> **EXTRACTED INFORMATION**
⁂

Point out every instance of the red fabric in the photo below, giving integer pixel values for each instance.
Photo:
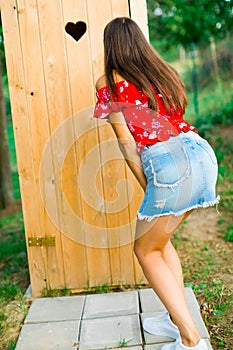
(146, 125)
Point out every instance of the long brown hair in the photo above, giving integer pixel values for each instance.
(127, 51)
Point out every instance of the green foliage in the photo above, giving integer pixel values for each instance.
(181, 22)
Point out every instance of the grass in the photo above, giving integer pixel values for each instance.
(14, 279)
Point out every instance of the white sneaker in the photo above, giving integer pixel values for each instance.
(161, 325)
(177, 345)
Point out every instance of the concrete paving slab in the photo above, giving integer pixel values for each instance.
(112, 304)
(55, 309)
(110, 332)
(49, 336)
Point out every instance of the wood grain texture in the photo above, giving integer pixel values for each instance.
(75, 184)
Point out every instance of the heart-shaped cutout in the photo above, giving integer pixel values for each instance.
(76, 30)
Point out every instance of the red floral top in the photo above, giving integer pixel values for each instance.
(147, 126)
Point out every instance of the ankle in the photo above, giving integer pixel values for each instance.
(190, 341)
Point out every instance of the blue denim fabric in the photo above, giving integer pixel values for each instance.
(181, 175)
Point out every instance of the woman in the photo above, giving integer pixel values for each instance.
(144, 99)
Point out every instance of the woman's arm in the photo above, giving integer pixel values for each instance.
(128, 146)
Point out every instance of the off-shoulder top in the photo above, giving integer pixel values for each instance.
(147, 126)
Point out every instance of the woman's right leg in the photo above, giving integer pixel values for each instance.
(149, 249)
(172, 259)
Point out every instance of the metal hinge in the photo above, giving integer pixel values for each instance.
(48, 241)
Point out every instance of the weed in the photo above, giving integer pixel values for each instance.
(123, 342)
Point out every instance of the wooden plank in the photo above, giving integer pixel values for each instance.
(16, 69)
(59, 112)
(138, 12)
(81, 97)
(97, 19)
(37, 106)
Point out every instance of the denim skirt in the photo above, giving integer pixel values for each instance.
(181, 175)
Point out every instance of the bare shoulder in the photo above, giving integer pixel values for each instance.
(101, 82)
(117, 76)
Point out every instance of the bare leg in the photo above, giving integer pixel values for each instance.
(172, 260)
(171, 257)
(149, 249)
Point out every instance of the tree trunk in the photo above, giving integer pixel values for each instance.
(6, 185)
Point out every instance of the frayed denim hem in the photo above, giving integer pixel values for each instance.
(181, 212)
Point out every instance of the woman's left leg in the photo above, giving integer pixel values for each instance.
(149, 249)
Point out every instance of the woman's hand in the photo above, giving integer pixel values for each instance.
(128, 146)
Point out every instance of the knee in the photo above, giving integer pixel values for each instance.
(143, 253)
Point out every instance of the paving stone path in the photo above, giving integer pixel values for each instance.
(100, 321)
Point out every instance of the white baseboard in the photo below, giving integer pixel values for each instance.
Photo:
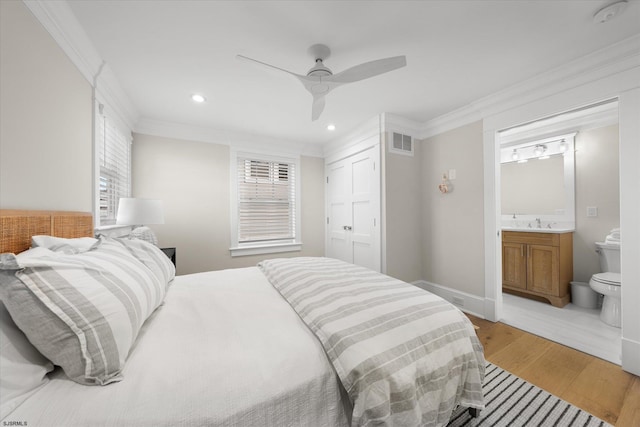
(468, 303)
(631, 356)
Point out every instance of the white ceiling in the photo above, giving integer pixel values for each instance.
(457, 52)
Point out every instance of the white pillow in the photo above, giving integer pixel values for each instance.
(22, 368)
(77, 245)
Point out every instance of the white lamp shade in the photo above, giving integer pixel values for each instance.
(133, 211)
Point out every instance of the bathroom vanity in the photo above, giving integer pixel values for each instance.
(538, 263)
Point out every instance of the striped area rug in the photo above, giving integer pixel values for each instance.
(512, 401)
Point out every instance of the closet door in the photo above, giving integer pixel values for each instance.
(353, 209)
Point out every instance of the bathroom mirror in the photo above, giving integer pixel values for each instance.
(538, 179)
(534, 188)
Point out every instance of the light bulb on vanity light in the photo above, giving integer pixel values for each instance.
(196, 97)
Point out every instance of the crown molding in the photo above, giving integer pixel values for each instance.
(238, 140)
(361, 133)
(395, 123)
(611, 60)
(58, 19)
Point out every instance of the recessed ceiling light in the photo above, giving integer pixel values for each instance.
(196, 97)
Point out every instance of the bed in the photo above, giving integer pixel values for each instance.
(290, 342)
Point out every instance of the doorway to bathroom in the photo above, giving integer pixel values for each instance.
(576, 190)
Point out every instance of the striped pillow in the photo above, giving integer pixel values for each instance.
(82, 311)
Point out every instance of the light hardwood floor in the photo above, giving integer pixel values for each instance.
(592, 384)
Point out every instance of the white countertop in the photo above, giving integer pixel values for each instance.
(539, 230)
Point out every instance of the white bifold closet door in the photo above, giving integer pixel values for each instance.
(353, 209)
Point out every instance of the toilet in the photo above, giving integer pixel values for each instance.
(607, 283)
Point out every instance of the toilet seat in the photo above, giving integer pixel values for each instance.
(607, 278)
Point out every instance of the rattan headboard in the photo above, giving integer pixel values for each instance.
(17, 227)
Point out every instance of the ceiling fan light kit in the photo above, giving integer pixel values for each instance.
(320, 80)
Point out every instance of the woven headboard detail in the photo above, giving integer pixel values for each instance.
(17, 227)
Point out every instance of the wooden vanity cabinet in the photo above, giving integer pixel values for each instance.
(539, 264)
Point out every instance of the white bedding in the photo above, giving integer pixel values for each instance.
(223, 349)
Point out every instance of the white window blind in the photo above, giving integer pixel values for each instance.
(114, 149)
(266, 205)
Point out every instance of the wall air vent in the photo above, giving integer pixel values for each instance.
(401, 144)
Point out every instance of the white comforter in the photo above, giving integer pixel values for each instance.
(224, 349)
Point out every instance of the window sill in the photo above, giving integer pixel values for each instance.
(265, 249)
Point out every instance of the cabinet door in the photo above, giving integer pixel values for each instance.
(543, 269)
(514, 267)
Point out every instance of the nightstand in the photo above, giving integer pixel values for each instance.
(171, 253)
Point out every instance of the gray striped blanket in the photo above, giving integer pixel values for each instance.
(404, 356)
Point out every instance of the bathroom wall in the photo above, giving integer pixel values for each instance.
(453, 223)
(597, 185)
(192, 179)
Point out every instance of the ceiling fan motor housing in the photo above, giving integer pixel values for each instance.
(319, 70)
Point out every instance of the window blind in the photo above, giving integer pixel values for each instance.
(115, 168)
(266, 201)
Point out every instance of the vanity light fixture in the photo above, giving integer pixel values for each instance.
(196, 97)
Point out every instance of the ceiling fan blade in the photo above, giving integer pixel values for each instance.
(368, 69)
(245, 58)
(317, 107)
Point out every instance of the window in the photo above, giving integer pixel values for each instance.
(265, 205)
(114, 175)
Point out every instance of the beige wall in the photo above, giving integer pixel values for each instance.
(453, 223)
(45, 119)
(597, 184)
(192, 179)
(403, 207)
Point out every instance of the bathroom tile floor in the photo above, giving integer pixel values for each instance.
(573, 326)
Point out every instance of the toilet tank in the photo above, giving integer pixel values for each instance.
(609, 255)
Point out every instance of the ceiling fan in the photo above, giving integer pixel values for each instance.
(319, 80)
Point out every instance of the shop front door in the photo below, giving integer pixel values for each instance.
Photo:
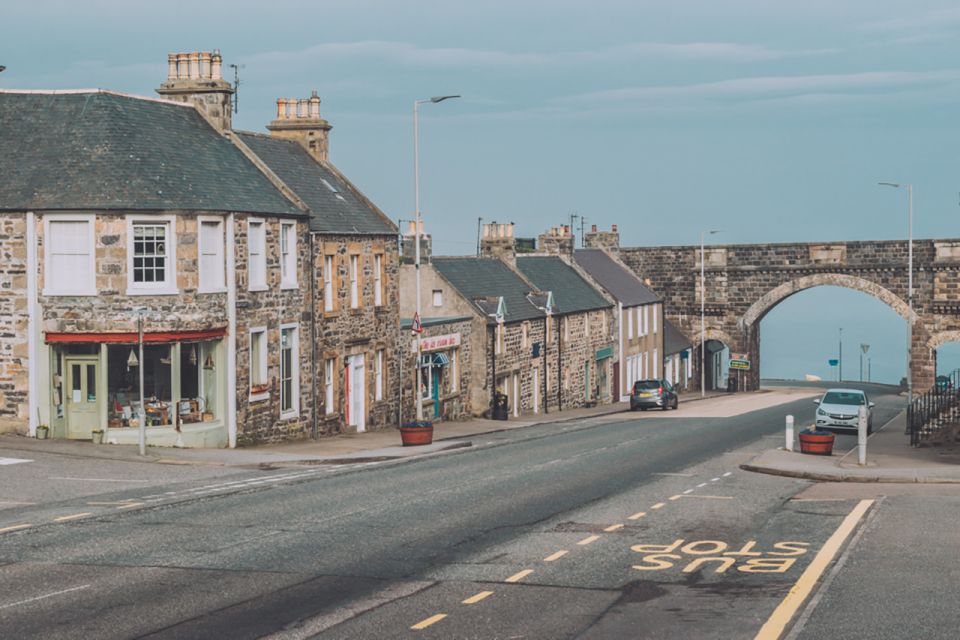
(82, 396)
(357, 374)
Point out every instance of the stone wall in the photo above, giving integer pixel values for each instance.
(14, 382)
(743, 282)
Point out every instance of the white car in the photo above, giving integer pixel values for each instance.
(838, 409)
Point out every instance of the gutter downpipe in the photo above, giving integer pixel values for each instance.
(33, 373)
(232, 332)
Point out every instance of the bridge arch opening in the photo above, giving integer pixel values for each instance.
(827, 326)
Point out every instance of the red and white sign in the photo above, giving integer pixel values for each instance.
(437, 343)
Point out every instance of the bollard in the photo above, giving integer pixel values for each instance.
(862, 436)
(789, 433)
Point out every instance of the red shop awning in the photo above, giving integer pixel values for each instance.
(131, 337)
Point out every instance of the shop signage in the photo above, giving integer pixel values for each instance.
(436, 343)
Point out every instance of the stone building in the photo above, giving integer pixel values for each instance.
(120, 212)
(639, 313)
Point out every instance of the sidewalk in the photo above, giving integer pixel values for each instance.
(340, 449)
(890, 458)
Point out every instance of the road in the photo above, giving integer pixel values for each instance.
(628, 526)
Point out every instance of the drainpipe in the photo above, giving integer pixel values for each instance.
(314, 427)
(33, 361)
(232, 335)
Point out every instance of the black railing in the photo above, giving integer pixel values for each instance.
(932, 413)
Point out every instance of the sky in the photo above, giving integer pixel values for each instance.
(772, 121)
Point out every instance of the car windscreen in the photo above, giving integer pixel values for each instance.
(843, 397)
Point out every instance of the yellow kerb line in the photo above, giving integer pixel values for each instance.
(477, 598)
(777, 623)
(423, 624)
(75, 516)
(517, 577)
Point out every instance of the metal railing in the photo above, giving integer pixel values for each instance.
(934, 412)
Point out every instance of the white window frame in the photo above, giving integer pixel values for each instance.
(259, 256)
(219, 284)
(378, 375)
(378, 279)
(354, 280)
(294, 409)
(328, 267)
(262, 331)
(329, 371)
(53, 283)
(169, 284)
(288, 260)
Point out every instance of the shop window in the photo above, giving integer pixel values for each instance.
(328, 283)
(378, 280)
(288, 255)
(152, 256)
(289, 370)
(69, 253)
(259, 384)
(211, 256)
(329, 369)
(257, 254)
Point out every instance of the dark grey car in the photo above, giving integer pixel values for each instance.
(653, 394)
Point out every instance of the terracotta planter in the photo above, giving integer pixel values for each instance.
(818, 443)
(415, 434)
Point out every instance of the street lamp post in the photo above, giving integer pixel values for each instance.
(909, 188)
(417, 224)
(703, 321)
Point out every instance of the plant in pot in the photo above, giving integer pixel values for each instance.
(416, 433)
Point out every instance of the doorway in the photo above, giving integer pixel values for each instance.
(82, 396)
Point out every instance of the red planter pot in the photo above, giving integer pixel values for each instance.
(816, 443)
(416, 435)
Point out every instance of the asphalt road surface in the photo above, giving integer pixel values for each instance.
(629, 526)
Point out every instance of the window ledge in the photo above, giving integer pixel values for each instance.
(159, 291)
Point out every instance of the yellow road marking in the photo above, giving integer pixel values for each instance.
(75, 516)
(477, 598)
(774, 627)
(423, 624)
(517, 577)
(555, 556)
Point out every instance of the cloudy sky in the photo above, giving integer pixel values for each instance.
(770, 120)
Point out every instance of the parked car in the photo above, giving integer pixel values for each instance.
(839, 408)
(653, 394)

⁂

> **WHAT THIS TASK INVOLVES**
Print from the line containing "Point out every instance of the window ledge" to the last line above, exactly as written.

> **OUTPUT BELOW**
Point out every instance of the window ledge in the photo above, giving integer pixel values for each instance.
(159, 291)
Point out every instance of the yellow road marking in the photo above, giving integer pixel values for each instance.
(75, 516)
(477, 598)
(774, 627)
(423, 624)
(517, 577)
(555, 556)
Point out every instance of the cloudy sky in the photo above, giving integer pixel values for each instance.
(770, 120)
Point out every instance of the parked car in the photo above, giving integer pixel values for each instance.
(839, 408)
(653, 394)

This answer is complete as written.